__Exercise goal__. Display all lines of the records below that contain the word "every", reproducing each such line in full.
+++ Record excerpts
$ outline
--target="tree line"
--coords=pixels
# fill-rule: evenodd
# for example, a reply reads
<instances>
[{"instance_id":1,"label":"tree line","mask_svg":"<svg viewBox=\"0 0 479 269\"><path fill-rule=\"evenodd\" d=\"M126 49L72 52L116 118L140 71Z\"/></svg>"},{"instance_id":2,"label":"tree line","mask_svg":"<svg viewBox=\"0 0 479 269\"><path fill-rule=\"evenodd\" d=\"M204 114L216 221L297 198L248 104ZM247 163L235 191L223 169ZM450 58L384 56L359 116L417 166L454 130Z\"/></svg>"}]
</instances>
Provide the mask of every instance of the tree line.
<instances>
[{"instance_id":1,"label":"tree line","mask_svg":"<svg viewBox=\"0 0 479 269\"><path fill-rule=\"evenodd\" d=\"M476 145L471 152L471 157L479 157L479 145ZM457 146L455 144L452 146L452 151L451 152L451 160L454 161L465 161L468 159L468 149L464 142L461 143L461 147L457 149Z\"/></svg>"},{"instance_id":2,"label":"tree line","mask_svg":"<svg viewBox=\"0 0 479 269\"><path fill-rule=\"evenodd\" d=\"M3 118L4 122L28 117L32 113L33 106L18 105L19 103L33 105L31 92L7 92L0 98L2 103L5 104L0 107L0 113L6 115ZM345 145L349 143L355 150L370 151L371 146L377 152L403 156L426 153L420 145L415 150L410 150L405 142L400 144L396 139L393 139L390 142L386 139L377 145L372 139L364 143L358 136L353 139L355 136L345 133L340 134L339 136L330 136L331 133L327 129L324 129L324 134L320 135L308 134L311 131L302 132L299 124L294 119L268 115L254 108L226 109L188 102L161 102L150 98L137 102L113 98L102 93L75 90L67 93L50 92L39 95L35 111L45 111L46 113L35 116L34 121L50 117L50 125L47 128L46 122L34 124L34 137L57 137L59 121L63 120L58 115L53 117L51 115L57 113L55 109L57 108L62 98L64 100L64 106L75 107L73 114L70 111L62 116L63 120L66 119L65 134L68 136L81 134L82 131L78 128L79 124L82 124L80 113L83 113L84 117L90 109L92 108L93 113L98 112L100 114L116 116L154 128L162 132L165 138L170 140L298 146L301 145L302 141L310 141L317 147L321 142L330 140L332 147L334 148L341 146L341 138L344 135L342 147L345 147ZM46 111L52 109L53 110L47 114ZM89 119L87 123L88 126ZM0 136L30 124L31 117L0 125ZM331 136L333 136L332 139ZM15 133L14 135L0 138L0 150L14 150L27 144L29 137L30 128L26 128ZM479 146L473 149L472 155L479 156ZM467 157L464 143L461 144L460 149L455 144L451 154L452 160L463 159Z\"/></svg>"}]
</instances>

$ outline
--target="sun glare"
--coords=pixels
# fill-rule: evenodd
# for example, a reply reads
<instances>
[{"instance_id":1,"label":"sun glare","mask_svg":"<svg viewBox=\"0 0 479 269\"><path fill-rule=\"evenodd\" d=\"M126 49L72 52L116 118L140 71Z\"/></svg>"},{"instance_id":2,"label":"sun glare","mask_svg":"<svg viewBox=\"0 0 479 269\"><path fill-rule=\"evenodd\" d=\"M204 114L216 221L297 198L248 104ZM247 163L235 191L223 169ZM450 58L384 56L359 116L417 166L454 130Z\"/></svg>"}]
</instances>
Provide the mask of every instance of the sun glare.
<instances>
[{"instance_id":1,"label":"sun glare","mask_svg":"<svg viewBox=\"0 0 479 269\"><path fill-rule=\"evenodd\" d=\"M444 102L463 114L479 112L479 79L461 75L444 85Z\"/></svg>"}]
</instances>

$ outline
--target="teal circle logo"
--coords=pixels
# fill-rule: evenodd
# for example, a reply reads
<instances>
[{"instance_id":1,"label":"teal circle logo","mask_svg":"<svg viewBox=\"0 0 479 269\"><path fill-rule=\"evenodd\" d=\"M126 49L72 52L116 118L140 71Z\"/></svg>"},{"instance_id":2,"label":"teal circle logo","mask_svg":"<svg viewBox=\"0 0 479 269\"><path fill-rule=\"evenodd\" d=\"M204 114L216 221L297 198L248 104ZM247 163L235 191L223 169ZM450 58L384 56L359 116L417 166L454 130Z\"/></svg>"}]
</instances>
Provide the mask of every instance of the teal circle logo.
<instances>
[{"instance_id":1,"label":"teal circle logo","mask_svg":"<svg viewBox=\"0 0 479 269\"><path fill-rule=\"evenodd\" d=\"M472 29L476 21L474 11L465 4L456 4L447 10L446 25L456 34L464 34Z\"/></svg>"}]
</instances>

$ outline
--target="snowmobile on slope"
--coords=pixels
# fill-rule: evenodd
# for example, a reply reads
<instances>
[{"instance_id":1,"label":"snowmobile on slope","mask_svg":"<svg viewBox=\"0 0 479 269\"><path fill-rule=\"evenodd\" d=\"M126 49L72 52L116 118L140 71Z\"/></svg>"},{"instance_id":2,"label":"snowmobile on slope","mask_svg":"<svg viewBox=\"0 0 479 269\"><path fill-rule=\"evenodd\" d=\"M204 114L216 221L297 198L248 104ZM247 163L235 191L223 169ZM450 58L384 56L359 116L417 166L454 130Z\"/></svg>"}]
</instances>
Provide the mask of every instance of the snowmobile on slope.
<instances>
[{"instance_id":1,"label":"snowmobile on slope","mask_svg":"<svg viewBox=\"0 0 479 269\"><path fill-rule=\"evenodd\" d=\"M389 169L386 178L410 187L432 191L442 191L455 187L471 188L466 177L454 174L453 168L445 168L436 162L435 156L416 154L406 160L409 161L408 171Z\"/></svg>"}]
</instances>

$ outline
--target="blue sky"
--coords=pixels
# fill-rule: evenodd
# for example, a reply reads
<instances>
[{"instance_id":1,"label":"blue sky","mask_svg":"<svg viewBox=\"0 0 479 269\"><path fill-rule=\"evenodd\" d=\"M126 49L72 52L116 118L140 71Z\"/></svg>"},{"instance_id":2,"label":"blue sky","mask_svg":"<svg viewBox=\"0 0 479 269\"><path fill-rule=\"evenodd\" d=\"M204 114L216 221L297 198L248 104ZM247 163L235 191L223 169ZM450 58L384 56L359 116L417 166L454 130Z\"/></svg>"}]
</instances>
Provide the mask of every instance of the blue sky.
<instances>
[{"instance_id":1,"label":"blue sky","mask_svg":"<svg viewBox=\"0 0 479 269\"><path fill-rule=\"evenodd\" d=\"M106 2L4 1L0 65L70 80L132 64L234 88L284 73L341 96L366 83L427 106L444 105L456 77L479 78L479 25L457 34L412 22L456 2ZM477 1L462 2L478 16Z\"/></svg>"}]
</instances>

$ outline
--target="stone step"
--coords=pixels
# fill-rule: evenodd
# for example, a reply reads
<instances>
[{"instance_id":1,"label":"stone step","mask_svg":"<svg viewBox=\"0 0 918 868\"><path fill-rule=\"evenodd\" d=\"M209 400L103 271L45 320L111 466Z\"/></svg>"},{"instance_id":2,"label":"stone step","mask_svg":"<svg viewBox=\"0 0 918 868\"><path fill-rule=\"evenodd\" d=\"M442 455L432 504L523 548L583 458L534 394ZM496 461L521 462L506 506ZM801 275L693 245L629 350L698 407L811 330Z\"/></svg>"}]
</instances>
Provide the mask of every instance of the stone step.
++++++
__Response for this exercise__.
Provide the mask of every instance of the tree line.
Provide the mask of every instance of the sun glare.
Provide the mask of every instance of the teal circle logo.
Provide the mask of every instance of the snowmobile on slope.
Provide the mask of every instance of the blue sky.
Provide the mask of every instance of the stone step.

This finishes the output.